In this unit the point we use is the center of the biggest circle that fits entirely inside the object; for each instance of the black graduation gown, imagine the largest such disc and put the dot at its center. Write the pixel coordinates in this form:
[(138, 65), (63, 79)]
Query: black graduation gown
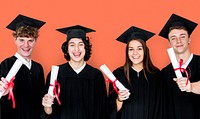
[(83, 95), (178, 104), (145, 99), (29, 87)]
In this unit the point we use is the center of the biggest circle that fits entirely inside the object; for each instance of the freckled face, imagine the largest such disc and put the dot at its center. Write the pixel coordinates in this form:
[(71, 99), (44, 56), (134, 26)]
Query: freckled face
[(25, 46), (136, 52), (76, 50)]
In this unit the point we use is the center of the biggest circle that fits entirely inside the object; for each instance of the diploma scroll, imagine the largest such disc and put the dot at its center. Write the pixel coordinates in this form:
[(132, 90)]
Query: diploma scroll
[(13, 71), (53, 78), (173, 60), (110, 75)]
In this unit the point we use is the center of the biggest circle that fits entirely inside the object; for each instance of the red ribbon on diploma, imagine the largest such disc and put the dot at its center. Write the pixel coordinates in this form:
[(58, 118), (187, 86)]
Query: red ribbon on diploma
[(182, 70), (114, 85), (55, 91), (11, 95)]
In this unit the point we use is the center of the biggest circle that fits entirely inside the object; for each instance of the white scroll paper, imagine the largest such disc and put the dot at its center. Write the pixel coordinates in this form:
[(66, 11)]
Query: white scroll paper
[(110, 75), (174, 62), (53, 78), (13, 71)]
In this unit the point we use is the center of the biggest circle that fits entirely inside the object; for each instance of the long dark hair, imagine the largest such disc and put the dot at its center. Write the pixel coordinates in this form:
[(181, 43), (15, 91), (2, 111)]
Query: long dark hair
[(147, 63), (88, 48)]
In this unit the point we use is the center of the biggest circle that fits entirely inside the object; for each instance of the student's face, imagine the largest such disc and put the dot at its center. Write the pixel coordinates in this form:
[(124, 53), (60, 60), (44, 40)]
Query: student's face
[(25, 46), (76, 50), (136, 52), (179, 40)]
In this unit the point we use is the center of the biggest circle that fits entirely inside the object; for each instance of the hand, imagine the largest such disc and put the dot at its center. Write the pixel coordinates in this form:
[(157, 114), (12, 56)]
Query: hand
[(47, 100), (123, 95), (181, 82), (4, 86)]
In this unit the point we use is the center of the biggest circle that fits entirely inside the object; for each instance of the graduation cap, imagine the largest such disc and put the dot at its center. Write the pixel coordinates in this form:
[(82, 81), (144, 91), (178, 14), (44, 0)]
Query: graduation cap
[(176, 20), (135, 33), (76, 31), (22, 20)]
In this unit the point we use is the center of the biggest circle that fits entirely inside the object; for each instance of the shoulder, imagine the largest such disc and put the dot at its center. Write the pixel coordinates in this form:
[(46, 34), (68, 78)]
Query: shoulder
[(92, 69), (167, 68)]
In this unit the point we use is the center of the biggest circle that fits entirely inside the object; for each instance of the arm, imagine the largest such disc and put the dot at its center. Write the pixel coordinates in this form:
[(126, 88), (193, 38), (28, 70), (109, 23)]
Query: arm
[(193, 87), (47, 102)]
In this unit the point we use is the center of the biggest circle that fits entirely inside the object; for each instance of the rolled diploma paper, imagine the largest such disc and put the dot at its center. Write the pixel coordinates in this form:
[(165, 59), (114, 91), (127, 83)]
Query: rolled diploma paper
[(13, 71), (54, 74), (110, 75), (173, 60)]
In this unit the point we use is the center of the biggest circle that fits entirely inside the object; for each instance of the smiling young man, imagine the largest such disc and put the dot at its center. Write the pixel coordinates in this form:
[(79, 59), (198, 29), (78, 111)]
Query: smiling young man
[(28, 88), (82, 87), (181, 99)]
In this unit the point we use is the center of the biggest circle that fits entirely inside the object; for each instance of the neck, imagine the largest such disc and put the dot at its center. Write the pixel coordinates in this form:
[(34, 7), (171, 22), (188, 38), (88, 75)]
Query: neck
[(185, 56), (138, 68), (76, 65)]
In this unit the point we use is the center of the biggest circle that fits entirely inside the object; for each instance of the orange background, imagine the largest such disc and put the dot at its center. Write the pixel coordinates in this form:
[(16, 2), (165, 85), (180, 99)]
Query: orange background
[(108, 17)]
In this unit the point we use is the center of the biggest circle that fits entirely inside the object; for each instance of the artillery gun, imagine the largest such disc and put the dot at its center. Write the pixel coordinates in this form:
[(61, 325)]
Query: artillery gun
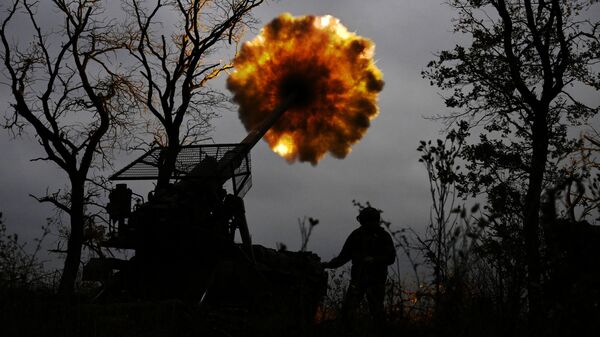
[(183, 237)]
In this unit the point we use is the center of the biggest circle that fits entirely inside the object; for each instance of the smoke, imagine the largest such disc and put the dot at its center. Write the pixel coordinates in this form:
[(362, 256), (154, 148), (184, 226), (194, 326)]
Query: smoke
[(331, 74)]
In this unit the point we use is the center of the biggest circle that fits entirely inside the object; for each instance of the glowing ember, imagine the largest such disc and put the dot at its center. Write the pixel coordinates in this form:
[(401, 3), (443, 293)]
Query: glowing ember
[(331, 74)]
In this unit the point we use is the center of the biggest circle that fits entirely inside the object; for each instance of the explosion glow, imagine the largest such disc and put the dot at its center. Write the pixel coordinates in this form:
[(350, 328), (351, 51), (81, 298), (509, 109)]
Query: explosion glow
[(331, 74)]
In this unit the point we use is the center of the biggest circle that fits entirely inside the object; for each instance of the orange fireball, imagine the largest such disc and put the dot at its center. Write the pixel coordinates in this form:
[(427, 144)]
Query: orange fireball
[(328, 71)]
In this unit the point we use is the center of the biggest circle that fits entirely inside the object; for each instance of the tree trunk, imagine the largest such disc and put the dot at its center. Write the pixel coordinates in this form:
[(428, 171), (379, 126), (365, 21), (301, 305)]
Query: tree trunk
[(531, 223), (166, 166), (75, 241)]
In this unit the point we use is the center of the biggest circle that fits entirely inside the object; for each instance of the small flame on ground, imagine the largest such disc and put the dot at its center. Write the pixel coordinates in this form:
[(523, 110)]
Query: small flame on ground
[(328, 69)]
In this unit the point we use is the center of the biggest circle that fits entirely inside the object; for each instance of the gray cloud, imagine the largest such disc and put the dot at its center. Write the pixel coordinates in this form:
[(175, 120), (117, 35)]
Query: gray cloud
[(382, 167)]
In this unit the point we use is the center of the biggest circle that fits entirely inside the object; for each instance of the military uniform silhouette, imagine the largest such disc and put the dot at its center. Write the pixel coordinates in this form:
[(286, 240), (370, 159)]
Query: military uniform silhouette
[(371, 250)]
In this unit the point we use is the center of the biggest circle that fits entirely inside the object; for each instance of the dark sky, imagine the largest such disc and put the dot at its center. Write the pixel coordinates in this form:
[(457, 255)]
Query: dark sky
[(382, 167)]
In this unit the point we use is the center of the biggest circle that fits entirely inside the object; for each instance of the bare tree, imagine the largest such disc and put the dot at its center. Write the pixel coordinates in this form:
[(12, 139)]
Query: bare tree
[(63, 87), (514, 81), (175, 66)]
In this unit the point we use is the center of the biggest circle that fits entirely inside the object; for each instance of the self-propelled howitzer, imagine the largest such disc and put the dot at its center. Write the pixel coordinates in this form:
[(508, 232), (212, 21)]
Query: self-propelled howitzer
[(183, 235)]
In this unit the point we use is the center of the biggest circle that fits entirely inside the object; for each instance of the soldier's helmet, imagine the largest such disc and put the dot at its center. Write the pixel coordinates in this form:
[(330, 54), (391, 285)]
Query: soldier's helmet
[(368, 216)]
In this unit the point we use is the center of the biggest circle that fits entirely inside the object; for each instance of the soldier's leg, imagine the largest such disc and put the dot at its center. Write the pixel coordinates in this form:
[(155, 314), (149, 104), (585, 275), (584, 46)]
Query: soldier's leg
[(354, 296), (375, 297)]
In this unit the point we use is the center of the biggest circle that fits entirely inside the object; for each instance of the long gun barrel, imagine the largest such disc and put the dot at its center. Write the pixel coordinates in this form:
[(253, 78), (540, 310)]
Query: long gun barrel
[(233, 158)]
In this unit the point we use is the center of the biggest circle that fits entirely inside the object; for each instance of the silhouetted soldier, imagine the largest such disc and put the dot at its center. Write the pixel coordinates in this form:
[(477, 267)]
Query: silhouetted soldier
[(371, 250)]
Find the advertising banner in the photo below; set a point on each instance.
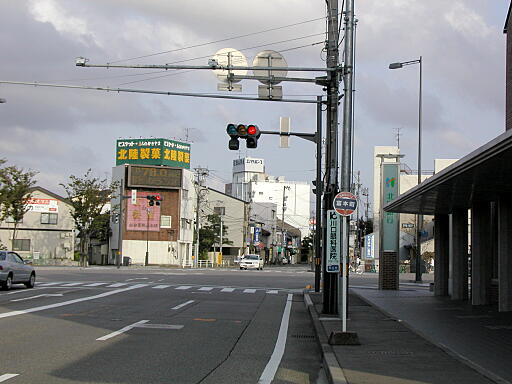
(153, 152)
(43, 205)
(140, 215)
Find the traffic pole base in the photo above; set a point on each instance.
(344, 338)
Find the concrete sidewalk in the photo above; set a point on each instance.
(480, 336)
(390, 352)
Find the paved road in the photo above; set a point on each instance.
(102, 325)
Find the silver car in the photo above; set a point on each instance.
(13, 270)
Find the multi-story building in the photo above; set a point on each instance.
(46, 234)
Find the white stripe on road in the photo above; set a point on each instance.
(183, 304)
(122, 330)
(273, 364)
(116, 285)
(69, 302)
(8, 376)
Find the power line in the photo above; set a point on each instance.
(219, 41)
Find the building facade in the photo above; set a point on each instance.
(46, 235)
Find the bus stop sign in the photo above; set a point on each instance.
(345, 203)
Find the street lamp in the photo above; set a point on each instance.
(419, 218)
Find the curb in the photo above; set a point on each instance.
(481, 370)
(332, 368)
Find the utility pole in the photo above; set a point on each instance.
(331, 155)
(201, 174)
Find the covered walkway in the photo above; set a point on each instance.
(472, 204)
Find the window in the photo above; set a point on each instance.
(165, 221)
(21, 245)
(219, 210)
(49, 218)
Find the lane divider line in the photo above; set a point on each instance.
(273, 364)
(122, 330)
(8, 376)
(69, 302)
(183, 304)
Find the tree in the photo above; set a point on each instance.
(15, 191)
(88, 196)
(209, 234)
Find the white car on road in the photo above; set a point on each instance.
(252, 262)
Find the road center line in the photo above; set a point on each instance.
(273, 364)
(122, 330)
(183, 304)
(69, 302)
(8, 376)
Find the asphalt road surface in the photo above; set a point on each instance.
(103, 325)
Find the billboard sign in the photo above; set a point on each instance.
(153, 152)
(142, 217)
(42, 205)
(333, 257)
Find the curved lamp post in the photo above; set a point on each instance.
(419, 218)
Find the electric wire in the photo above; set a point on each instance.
(218, 41)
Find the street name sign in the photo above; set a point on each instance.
(332, 264)
(345, 203)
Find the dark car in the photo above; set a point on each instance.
(13, 270)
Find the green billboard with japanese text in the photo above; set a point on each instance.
(153, 152)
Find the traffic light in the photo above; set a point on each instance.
(154, 200)
(250, 133)
(253, 134)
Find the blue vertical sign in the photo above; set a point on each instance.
(390, 191)
(333, 259)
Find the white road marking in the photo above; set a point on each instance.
(159, 326)
(122, 330)
(116, 285)
(273, 364)
(69, 302)
(183, 304)
(35, 297)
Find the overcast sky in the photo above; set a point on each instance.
(60, 132)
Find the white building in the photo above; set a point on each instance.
(252, 184)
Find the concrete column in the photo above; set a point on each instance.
(481, 253)
(505, 254)
(458, 281)
(442, 259)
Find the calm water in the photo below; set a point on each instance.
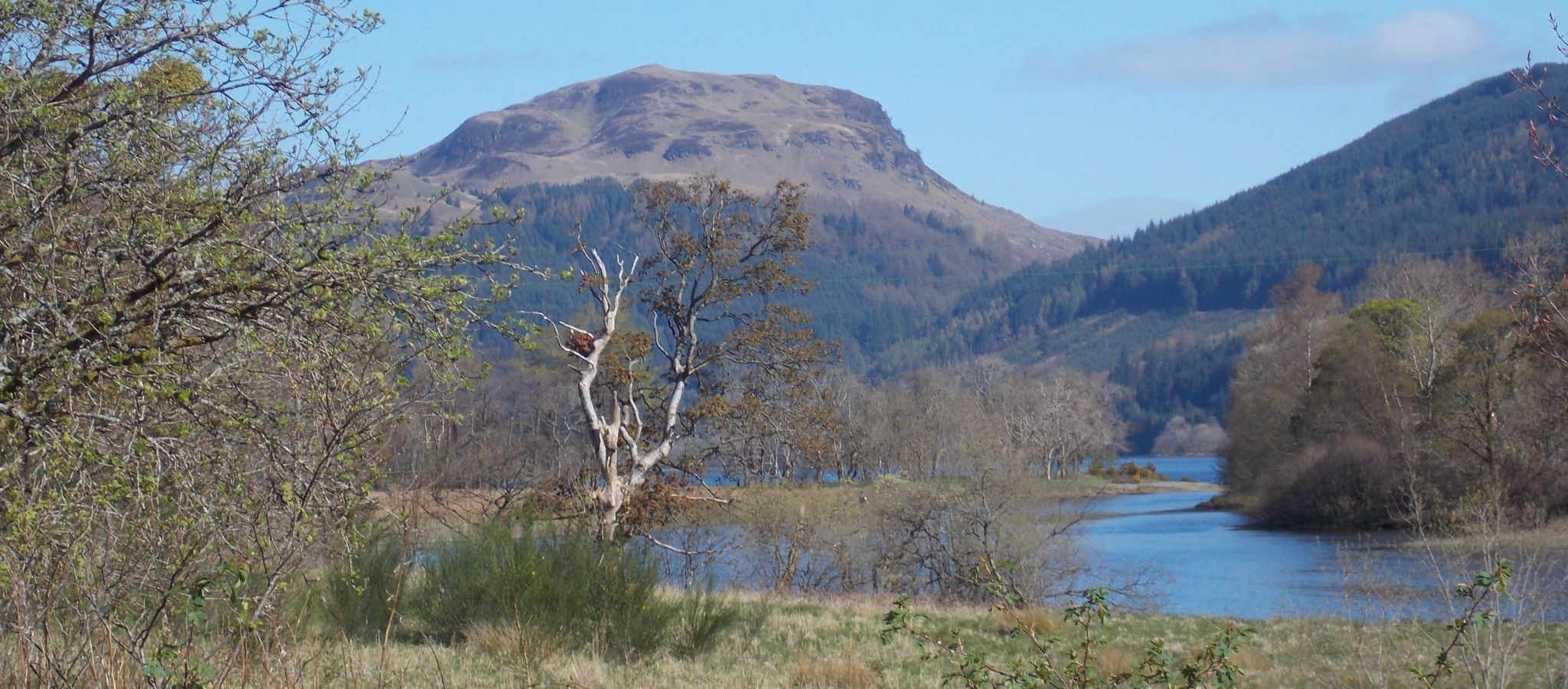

++++++++

• **Task description**: Copy out, character for character, the lines running from the one containing "soldier's helmet, imagine" through the one containing "[(233, 158)]".

• **The response**:
In this unit the point we use is the center of the biggest circle that fits entirely inside the object; for each instance of the soldier's helmet, imagine the largest such disc and put the dot at its center. Write the pixel coordinates in this form:
[(330, 54), (391, 285)]
Query: soldier's helmet
[(368, 216)]
In this unit the point we use is the center of the biggest circle that fits entirely inside the object; for each instance of the soldier's leg, imagine the largest such disc and put the dot at its center. Write the pixel coordinates in this form:
[(155, 314), (149, 104), (585, 275), (584, 46)]
Query: soldier's leg
[(354, 296), (375, 297)]
In this unit the point we use is the center of the biggest circle that fits entirely inside the object; for each instance of the long gun barrel, imagine the largest such disc and put the dot at its center. Write the pixel coordinates in this form:
[(253, 78), (540, 310)]
Query: long gun barrel
[(233, 158)]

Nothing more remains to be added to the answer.